===== DATA FOR THIS EXERCISE =====

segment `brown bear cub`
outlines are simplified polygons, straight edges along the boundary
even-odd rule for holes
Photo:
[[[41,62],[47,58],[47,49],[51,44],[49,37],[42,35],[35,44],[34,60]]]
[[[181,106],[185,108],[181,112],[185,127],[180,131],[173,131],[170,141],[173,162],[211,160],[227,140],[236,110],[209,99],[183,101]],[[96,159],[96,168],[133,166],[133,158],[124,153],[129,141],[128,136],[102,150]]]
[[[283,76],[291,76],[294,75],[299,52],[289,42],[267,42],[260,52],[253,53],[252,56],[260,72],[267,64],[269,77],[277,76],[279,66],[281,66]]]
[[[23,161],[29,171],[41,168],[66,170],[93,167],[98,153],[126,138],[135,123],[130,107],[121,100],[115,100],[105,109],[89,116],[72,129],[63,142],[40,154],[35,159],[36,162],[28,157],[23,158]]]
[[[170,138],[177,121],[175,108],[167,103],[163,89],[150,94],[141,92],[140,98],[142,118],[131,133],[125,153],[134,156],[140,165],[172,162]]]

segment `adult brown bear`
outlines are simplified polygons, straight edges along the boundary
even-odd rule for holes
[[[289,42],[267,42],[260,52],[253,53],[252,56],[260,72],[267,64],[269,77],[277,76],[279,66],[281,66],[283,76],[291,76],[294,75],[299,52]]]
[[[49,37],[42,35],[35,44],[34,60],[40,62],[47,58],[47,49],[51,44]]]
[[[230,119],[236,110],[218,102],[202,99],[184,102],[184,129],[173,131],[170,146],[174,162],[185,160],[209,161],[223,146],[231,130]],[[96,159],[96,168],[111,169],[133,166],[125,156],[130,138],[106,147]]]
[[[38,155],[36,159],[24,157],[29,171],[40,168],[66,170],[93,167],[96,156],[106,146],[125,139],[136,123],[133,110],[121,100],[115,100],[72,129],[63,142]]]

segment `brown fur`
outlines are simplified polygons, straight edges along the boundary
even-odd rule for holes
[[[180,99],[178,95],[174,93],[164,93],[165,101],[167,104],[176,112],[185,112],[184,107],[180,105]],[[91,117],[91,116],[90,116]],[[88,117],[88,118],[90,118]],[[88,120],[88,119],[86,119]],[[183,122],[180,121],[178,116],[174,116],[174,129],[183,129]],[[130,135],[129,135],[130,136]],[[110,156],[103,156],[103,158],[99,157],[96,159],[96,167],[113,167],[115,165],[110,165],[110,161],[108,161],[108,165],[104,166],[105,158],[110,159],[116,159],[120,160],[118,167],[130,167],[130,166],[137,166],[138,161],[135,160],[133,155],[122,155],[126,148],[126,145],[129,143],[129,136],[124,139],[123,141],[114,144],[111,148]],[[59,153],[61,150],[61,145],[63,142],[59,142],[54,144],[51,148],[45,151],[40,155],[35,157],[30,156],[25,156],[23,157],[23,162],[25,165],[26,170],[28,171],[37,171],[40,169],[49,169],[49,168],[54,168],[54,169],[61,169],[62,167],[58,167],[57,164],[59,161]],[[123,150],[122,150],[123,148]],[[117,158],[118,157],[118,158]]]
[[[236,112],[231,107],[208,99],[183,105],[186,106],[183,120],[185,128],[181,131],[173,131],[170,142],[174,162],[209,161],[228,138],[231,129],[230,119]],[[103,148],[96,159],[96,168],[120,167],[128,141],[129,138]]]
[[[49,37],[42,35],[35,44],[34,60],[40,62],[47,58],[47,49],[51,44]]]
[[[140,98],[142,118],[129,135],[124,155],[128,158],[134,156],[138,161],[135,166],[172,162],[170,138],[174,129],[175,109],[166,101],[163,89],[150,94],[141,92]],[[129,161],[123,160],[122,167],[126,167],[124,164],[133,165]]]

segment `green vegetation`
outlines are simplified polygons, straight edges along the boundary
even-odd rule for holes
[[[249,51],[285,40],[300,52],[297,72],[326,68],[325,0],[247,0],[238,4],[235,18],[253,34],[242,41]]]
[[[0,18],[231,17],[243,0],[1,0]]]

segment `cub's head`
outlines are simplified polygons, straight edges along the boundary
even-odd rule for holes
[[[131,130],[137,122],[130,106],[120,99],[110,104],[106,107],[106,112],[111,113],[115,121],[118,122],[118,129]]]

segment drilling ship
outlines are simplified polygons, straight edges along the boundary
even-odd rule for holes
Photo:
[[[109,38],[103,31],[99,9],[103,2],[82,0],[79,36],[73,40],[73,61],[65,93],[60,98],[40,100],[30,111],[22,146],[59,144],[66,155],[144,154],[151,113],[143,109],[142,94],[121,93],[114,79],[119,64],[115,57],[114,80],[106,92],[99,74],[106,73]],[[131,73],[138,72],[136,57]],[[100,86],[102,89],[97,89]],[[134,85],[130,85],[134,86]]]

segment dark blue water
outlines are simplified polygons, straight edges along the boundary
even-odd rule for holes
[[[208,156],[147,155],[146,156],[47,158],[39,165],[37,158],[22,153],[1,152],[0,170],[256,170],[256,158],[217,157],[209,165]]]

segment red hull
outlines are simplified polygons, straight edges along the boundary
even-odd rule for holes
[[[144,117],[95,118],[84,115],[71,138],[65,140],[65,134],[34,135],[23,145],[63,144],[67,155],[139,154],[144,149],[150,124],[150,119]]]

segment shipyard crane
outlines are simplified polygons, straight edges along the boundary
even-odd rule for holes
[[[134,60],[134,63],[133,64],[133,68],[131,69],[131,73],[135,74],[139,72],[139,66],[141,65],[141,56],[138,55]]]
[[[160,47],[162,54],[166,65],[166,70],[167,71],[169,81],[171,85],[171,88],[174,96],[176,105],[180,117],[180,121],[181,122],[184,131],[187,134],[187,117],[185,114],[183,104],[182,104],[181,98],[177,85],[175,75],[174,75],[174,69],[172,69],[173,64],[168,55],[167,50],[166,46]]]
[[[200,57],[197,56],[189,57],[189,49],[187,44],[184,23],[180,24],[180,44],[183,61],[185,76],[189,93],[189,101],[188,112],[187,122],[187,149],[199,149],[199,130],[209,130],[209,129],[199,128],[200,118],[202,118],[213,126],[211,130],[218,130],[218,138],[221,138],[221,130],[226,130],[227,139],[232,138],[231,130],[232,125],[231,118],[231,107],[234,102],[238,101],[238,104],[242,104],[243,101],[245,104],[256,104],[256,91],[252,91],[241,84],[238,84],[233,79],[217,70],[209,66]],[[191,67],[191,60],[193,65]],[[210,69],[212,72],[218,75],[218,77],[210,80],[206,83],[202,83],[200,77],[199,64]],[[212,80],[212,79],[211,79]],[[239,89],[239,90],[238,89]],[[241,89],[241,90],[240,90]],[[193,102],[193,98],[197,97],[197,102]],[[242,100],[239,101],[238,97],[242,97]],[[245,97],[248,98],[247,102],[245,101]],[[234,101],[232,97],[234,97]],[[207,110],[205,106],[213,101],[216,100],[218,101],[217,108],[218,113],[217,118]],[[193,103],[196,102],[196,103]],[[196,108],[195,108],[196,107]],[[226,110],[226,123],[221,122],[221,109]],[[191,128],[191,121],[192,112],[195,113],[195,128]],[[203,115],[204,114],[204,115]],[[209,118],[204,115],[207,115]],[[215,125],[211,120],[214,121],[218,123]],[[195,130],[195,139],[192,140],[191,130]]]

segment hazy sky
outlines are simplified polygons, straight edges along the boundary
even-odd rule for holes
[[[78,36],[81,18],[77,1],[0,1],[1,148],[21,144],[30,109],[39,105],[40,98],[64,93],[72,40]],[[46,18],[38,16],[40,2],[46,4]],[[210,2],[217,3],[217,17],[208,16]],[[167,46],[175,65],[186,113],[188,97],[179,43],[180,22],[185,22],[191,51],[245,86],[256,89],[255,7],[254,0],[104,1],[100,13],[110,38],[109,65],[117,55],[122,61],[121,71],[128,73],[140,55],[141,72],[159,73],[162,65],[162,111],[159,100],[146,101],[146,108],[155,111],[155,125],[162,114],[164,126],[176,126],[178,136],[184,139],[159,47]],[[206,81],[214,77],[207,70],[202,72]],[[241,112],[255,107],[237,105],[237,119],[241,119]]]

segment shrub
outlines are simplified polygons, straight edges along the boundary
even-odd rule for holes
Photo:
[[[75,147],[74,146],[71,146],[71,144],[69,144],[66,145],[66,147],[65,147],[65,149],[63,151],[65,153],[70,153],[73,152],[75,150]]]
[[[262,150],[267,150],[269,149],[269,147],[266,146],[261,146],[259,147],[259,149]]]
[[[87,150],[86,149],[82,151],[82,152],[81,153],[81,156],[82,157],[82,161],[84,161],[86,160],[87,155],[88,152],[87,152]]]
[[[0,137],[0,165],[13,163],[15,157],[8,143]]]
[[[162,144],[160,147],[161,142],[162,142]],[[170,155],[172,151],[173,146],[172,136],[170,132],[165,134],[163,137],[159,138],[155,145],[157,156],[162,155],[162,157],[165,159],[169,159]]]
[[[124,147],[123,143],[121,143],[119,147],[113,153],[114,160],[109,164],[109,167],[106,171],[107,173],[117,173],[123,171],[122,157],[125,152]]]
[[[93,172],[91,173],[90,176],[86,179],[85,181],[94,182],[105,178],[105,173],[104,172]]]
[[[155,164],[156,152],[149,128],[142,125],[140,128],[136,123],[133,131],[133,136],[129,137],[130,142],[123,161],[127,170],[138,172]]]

=====

▶ _YOUR INSTRUCTIONS_: Set down nothing but the lines from the one with "segment shrub" through the end of the records, keeping each line exactly as written and including both ends.

▶ _ANSWER FOR THE TASK_:
segment shrub
outlines are simplified polygons, straight edges along the boundary
even-odd rule for holes
Photo:
[[[75,147],[74,146],[71,146],[71,144],[69,144],[66,145],[66,147],[65,147],[65,149],[63,151],[65,153],[70,153],[73,152],[75,150]]]
[[[262,150],[267,150],[269,149],[269,147],[266,146],[261,146],[259,147],[259,149]]]
[[[87,150],[86,149],[82,151],[82,152],[81,153],[81,156],[82,157],[82,161],[84,161],[86,160],[87,155],[88,152],[87,152]]]
[[[0,137],[0,165],[13,163],[15,157],[8,143]]]
[[[162,144],[160,147],[161,142],[162,142]],[[170,155],[172,151],[173,146],[172,136],[170,132],[165,134],[163,137],[159,138],[155,145],[157,156],[162,155],[162,157],[165,159],[169,159]]]
[[[124,147],[123,143],[121,143],[119,147],[113,153],[114,160],[109,164],[109,167],[106,171],[107,173],[117,173],[123,171],[122,157],[125,152]]]
[[[93,172],[91,173],[90,176],[86,179],[85,181],[94,182],[105,178],[105,173],[104,172]]]
[[[155,164],[156,152],[149,128],[142,125],[140,128],[136,123],[133,131],[133,136],[129,137],[130,142],[123,161],[127,170],[138,172]]]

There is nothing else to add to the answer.